→ **Aim of the exercise**:
Leaving all pictures aside, write out the records below precisely as given.

→ **Supplied material**:
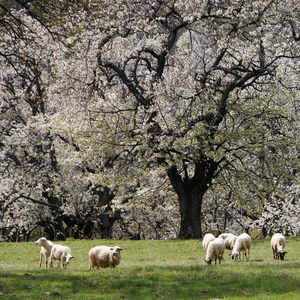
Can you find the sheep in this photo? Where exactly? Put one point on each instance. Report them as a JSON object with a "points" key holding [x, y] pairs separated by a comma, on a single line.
{"points": [[278, 242], [242, 243], [104, 257], [229, 240], [215, 251], [60, 253], [45, 249], [206, 240]]}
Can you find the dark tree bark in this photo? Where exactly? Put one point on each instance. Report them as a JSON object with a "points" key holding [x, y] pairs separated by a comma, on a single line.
{"points": [[190, 193]]}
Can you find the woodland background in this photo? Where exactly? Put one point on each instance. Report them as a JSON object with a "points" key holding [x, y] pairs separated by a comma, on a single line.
{"points": [[148, 119]]}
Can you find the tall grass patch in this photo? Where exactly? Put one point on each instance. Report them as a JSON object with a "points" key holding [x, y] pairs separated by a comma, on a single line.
{"points": [[151, 270]]}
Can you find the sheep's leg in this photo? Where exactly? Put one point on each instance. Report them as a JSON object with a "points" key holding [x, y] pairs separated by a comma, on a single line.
{"points": [[41, 258], [46, 260], [50, 262]]}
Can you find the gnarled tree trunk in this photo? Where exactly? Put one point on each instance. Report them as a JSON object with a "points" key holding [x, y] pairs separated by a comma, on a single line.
{"points": [[190, 193]]}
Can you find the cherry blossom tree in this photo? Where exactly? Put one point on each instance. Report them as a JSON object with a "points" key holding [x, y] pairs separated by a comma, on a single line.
{"points": [[165, 104], [195, 91]]}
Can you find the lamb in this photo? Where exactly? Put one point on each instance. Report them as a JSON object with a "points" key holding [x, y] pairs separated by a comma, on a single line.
{"points": [[104, 257], [45, 249], [206, 240], [229, 240], [242, 243], [60, 253], [215, 251], [278, 242]]}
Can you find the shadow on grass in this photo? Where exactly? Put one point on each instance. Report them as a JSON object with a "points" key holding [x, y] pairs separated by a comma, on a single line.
{"points": [[242, 280]]}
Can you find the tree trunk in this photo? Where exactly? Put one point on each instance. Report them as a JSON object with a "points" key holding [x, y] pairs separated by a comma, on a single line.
{"points": [[190, 193]]}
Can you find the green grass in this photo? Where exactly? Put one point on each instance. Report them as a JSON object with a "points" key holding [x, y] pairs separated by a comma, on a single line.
{"points": [[151, 270]]}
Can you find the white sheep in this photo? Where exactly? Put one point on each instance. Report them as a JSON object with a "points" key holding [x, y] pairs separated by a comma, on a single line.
{"points": [[242, 244], [104, 257], [206, 240], [278, 242], [215, 251], [229, 240], [45, 249], [60, 253]]}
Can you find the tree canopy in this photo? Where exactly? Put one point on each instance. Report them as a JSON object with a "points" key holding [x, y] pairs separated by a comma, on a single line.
{"points": [[162, 106]]}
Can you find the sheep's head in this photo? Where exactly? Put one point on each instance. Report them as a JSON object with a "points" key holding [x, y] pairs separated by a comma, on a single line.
{"points": [[116, 252], [68, 258], [280, 255], [234, 255]]}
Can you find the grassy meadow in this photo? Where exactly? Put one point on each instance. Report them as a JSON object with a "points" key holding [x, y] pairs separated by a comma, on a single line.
{"points": [[151, 270]]}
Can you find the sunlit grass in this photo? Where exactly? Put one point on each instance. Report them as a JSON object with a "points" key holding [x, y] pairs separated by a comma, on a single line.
{"points": [[151, 270]]}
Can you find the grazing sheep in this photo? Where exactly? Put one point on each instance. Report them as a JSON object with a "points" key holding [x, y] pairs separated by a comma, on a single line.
{"points": [[215, 251], [278, 242], [45, 249], [60, 253], [229, 240], [104, 257], [206, 240], [242, 243]]}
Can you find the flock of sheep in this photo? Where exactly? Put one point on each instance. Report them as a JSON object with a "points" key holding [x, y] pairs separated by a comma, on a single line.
{"points": [[215, 247], [100, 256], [104, 257]]}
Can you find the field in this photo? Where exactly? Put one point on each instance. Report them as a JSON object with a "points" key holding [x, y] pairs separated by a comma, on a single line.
{"points": [[151, 270]]}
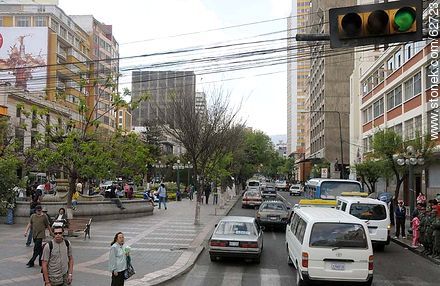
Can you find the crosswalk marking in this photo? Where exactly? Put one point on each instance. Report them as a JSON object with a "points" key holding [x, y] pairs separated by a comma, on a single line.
{"points": [[233, 277]]}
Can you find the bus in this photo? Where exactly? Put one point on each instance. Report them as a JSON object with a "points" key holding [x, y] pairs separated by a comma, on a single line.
{"points": [[329, 189]]}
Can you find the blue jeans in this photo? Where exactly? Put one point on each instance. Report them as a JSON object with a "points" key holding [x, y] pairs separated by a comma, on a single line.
{"points": [[162, 200]]}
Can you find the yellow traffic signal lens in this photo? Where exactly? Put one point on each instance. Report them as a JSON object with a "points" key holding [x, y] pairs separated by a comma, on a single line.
{"points": [[404, 19], [352, 24], [378, 22]]}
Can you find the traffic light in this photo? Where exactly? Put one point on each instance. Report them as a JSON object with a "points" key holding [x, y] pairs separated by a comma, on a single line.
{"points": [[376, 24]]}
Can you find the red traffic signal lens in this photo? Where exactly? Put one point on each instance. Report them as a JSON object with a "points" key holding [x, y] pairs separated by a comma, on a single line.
{"points": [[352, 24], [378, 22]]}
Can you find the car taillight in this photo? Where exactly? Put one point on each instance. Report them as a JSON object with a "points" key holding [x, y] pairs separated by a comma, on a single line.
{"points": [[249, 244], [217, 243], [305, 259]]}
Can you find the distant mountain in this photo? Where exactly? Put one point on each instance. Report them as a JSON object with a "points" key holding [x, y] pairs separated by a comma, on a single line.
{"points": [[277, 138]]}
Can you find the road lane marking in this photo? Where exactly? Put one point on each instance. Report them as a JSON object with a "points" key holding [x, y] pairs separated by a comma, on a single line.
{"points": [[270, 277]]}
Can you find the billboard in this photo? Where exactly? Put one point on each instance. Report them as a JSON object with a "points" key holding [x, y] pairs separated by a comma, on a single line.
{"points": [[23, 57], [23, 2]]}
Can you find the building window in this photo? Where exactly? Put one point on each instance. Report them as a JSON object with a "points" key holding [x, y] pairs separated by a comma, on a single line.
{"points": [[409, 129], [378, 108], [398, 129], [418, 127], [394, 98], [22, 21], [40, 21]]}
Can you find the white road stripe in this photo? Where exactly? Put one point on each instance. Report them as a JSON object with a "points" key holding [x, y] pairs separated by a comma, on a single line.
{"points": [[196, 276], [232, 276], [270, 277]]}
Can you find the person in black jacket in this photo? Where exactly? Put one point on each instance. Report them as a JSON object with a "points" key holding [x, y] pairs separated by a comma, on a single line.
{"points": [[400, 219]]}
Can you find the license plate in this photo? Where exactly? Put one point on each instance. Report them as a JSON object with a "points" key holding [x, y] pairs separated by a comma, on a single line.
{"points": [[233, 243], [338, 266]]}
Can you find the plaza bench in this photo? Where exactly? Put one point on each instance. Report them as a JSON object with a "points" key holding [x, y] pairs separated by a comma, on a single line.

→ **Answer box**:
Can you find the sheep in this photo? Where exactly? Put one point on each instance. Report them as a JSON object with a "points" key holding [x, y] pairs separated by a comma, on a single line.
{"points": [[278, 242], [242, 243], [104, 257], [229, 240], [215, 251], [60, 253], [45, 249], [206, 240]]}
Can you find the dark tree bark in this photo? Where exactly? Put one point on each instance. Report them as a JSON object with a "points" key holding [x, y] pairs separated by a comma, on a single line.
{"points": [[190, 193]]}
Can you find the woodland background in this photo? Where exactly? Put one point on each instance. Report them as a JSON object with a "points" key holding [x, y] pairs separated by a comma, on a single line.
{"points": [[148, 119]]}
Can you find the tall grass patch in this photo? Where exactly? Put one point on each instance. Report them as a JSON object with a "points" key holding [x, y] pairs separated by a comma, on a single line.
{"points": [[151, 270]]}
Can you find the sheep's leg in this photo? Where exactly? Put one point on each instance. Report them as a JSON object with a "points" key holding [x, y] pairs separated by a comma, on a single line.
{"points": [[41, 258], [46, 260], [50, 262]]}
Can you find the gnarled tree trunk in this photo? Where exactly? Put one point on each instance. Report them as a JSON object with a "points" key holding [x, y] pairs separated by a comma, on a single line.
{"points": [[190, 193]]}
Can you find the cherry blossom tree in this photo? Where exactly? Put one point on each instance. Report them as a JSON object with a "points" key holding [x, y] pairs separated by a comma, on a single line.
{"points": [[165, 104], [195, 91]]}
Can you find the lamb in this photo? Where exactly? Put one point on each instance. Report them as a JSON object with a "points" key holding [x, y] pairs separated by a comma, on a single line.
{"points": [[104, 257], [45, 249], [206, 240], [229, 240], [242, 243], [60, 253], [215, 251], [278, 242]]}
Can you find the shadow on grass in this photo? Where exactly? Put one point on each instance. Report them as a JSON object with a "points" key holding [x, y] pairs separated by a comma, on a single line.
{"points": [[242, 280]]}
Can you find the tree trunk in this photo? Where exactly? Put one point on each instance. Report them as a JSON object with a "points" key holding [x, y] pairs separated by a comma, on a single line.
{"points": [[190, 193]]}
Can you find the green grass in this photo? Where exactly? Put one point on each instance. Report them as a JSON object with a "points" key holding [x, y] pairs separated by a comma, on a single line.
{"points": [[151, 270]]}
Can you find the white sheep in this photo? Where exactly? Put one point on each instance. Report them as a JSON object with a "points" key holding [x, y] pairs separated by a comma, on a single line.
{"points": [[242, 244], [104, 257], [206, 240], [278, 242], [215, 251], [229, 240], [45, 249], [60, 253]]}
Can you find the tree canopy in this photo? Where exactly? Put one point on each instance. Report them as a JSON object with a "points" key holding [x, y] pairs separated by a comma, on a single line.
{"points": [[162, 106]]}
Can you find the sheep's head in this photo? Where exactly? Put one point on each instance. Report them as a JSON object with a "points" key holding [x, y] pairs separated by a comma, on a single line.
{"points": [[116, 252], [68, 258], [280, 255], [234, 255]]}
Can you find the grassy meadow in this photo? Where exactly? Put one point on each instance. Report them as a JSON object with a "points" key holding [x, y] pairs separated by a comma, on a single line.
{"points": [[151, 270]]}
Can you find the sunlit grass in this photo? Where exactly? Put one point on each instance. Report them as a JSON object with a "points" key holding [x, y] pairs separated by a comma, on a single line.
{"points": [[151, 270]]}
Can you find the grazing sheep in this photo? Where exactly? Put one point on each instance. Report them as a JSON object with a "points" key holding [x, y] pairs separated by a comma, on a single line.
{"points": [[215, 251], [278, 242], [45, 249], [60, 253], [229, 240], [104, 257], [206, 240], [242, 243]]}
Can you find the flock of sheep in this photo? Where exactly? Put one point on each instance. Report them as a JSON object with a "points" key holding [x, y] pairs separated by a comma, on a single line.
{"points": [[215, 247], [100, 256], [104, 257]]}
Can you find the field in this photo? Where exactly? Put one point on each instance. Report them as a JSON object with a "points" key holding [x, y] pairs separated by a comma, on a single line.
{"points": [[151, 270]]}
Can you find the crosswalk marking in this photo? Where exactly? Put one point on each instance. Report them as a JSON object with a "points" key holding [x, y] pairs separated by a comma, on a single line.
{"points": [[233, 277]]}
Can you find the bus in this photo? Where exactly? Put one point on each instance. Report them as a JSON object with a "points" key holding [x, y] pairs separated by a comma, on a single line.
{"points": [[329, 189]]}
Can you find the blue jeans in this photo? Where exactly? Put one point on each instance. Report them as a JSON object with a "points" key holding [x, y] pairs separated by a comma, on a single line.
{"points": [[162, 200]]}
Can you find the yellow traffic signal lens in this photo? Where exactly? Put one point on each instance. Report them as a JSON object with a "points" key holding [x, y] pairs separated by a comma, on a single line.
{"points": [[404, 19], [352, 24], [378, 22]]}
Can you find the traffic light in this photo? Where exactly? Put one point on each instance. Report them as a JSON object with a "points" key holding [x, y] pairs separated by a comma, on a single line.
{"points": [[376, 24]]}
Can you find the red traffic signal lens in this photo? Where exactly? Put one point on each instance. Report them as a JSON object with a "points" key holding [x, y] pairs separated by a comma, on a single line.
{"points": [[352, 24], [378, 22]]}
Can you find the car taillight in this photo? Where exactly? Put one point on each instance. Report them as a JSON object with a "points" key holding [x, y] pairs separated by a comma, on a single line.
{"points": [[249, 244], [217, 243], [305, 259]]}
Can you find the distant mountain in this photo? Where exactly? Put one point on each instance. Report them as a JSON object with a "points" key holding [x, y] pairs separated by a comma, on a single line.
{"points": [[277, 138]]}
Can you find the road lane marking in this photo? Where exactly? Put one point on each instance. Report them as a JSON object with a "points" key holding [x, y] pairs separated by a comma, on a single line.
{"points": [[270, 277]]}
Can you find the billboard in this photo? Where exactly? Put one point on each instance. Report them as a JSON object with a "points" key holding [x, y] pairs separated by a comma, on a single line.
{"points": [[23, 57], [23, 2]]}
Can you find the building window in this photo? Where exactly? Put one point on each instance. Report them as a JSON object with a "points" key holding [x, y] pairs separated by a comma, on a single line.
{"points": [[409, 129], [378, 108], [398, 129], [418, 127], [394, 98], [22, 21], [40, 21]]}
Can you find the white road stripe in this photo? Where exactly? Put one point on each instance. Report them as a JSON object with a "points" key holding [x, y] pairs separated by a comma, on a single line.
{"points": [[196, 276], [232, 276], [270, 277]]}
Can you find the person in black jacket in this photo? Where exactly? Put one point on each instance. Report them as a JSON object with a "points" key holding [x, y] pairs separated by a comma, on a single line.
{"points": [[400, 219]]}
Can you find the license plate in this photo? Where exactly? Put one point on each instance. Report them as a JSON object with a "points" key holding [x, y] pairs separated by a comma, on a single line.
{"points": [[233, 243], [338, 266]]}
Can you find the plaza bench in this photo? Where exactly? Put one point on each instance. Report them as a JSON object with a "points" key holding [x, y] pairs separated by a comma, on a single line.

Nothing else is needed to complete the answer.